▶ [Problem to work on]
Please answer these questions from the excerpt on fixing plant family names:
1. After matching with the Catalogue of life, how many records are still without Family affiliation?
2. Which family is assigned to the genus "Coptidium"?
3. What value replaces "Asteraceae" in Family_correct?

After matching the remaining genera with the Catalogue of life there are still 6914 records without Family affiliation, for a total of 1281 genera.

3.3.4 Manually fix some known issues

Backbone <- Backbone %>%
  mutate(Family_correct=replace(Family_correct, 
                                list=Genus_correct=="Coptidium",
                                values="Ranunculaceae")) %>% 
  mutate(Family_correct=replace(Family_correct, 
                                list=Genus_correct=="Balanocarpus",
                                values="Dipterocarpaceae" )) %>% 
  mutate(Family_correct=replace(Family_correct, 
                                list=Genus_correct=="Cardaminopsis",
                                values="Brassicaceae" )) %>% 
  mutate(Family_correct=replace(Family_correct, 
                                list=Genus_correct=="Carpolepis",
                                values="Myrtaceae" )) %>% 
  mutate(Family_correct=replace(Family_correct, 
                                list=Genus_correct=="Cathartolinum",
                                values="Linaceae" )) %>% 
  mutate(Family_correct=replace(Family_correct, 
                                list=Genus_correct=="Didiscus",
                                values="Araliaceae" )) %>% 
  mutate(Family_correct=replace(Family_correct, 
                                list=Genus_correct=="Grammadenia",
                                values="Primulaceae" )) %>% 
  mutate(Family_correct=replace(Family_correct, 
                                list=Genus_correct=="Antholoma",
                                values="Elaeocarpaceae" )) %>% 
    mutate(Family_correct=replace(Family_correct, 
                                list=Genus_correct=="Odontarrhena",
                                values="Brassicaceae" )) %>% 
    mutate(Family_correct=replace(Family_correct, 
                                list=Genus_correct=="Trichinium",
                                values="Amaranthaceae" )) %>% 
    mutate(Family_correct=replace(Family_correct, 
                                list=Genus_correct=="Limonium",
                                values="Plumbaginaceae" )) %>% 
    mutate(Family_correct=replace(Family_correct, 
                                list=Genus_correct=="Eunanus",
                                values="Phrymaceae" )) %>% 
    mutate(Family_correct=replace(Family_correct, 
                                list=Genus_correct=="Sunaptea",
                                values="Dipterocarpaceae" )) %>% 
    mutate(Family_correct=replace(Family_correct, 
                                list=Genus_correct=="Aconogonon",
                                values="Polygonaceae" )) %>%   
    mutate(Family_correct=replace(Family_correct, 
                                list=Genus_correct=="Cajophora",
                                    values="Loasaceae" )) %>%   
    mutate(Family_correct=replace(Family_correct, 
                                list=Genus_correct=="Calobota",
                                values="Leguminosae" )) %>% 
    mutate(Family_correct=replace(Family_correct, 
                                list=Genus_correct=="Alsine",
                                values="Caryophyllaceae" )) %>%   
    mutate(Family_correct=replace(Family_correct, 
                                list=Genus_correct=="Cyanococcus",
                                values="Ericaceae" ))  %>% 
    mutate(Family_correct=ifelse(Family_correct %in% c("Papilionaceae", "Fabaceae"), 
                               "Leguminosae", Family_correct)) %>% 
    mutate(Family_correct=ifelse(Family_correct=="Asteraceae", "Compositae", Family_correct)) %>% 
    mutate(Family_correct=ifelse(Family_correct=="Unknown", NA, Family_correct))

▶ [Supplied information]

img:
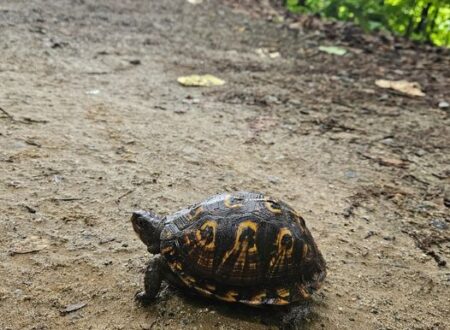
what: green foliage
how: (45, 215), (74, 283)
(284, 0), (450, 47)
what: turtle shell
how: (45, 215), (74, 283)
(161, 192), (326, 305)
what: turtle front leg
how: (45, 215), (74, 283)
(281, 300), (312, 329)
(135, 256), (164, 305)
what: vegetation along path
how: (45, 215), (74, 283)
(0, 0), (450, 329)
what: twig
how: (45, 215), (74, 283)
(0, 107), (15, 121)
(50, 197), (82, 202)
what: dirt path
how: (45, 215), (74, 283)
(0, 0), (450, 329)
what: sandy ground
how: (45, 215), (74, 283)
(0, 0), (450, 329)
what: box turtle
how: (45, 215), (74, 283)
(131, 192), (326, 306)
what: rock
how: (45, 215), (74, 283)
(430, 218), (448, 230)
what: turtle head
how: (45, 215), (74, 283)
(131, 211), (164, 254)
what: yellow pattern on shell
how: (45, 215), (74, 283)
(223, 195), (242, 209)
(269, 227), (294, 274)
(219, 220), (258, 273)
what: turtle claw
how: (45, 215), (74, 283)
(134, 291), (155, 306)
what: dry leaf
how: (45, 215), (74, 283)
(177, 74), (225, 87)
(375, 79), (425, 96)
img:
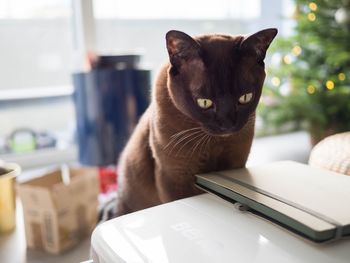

▶ [Written answer]
1. 6914
2. Ranunculaceae
3. Compositae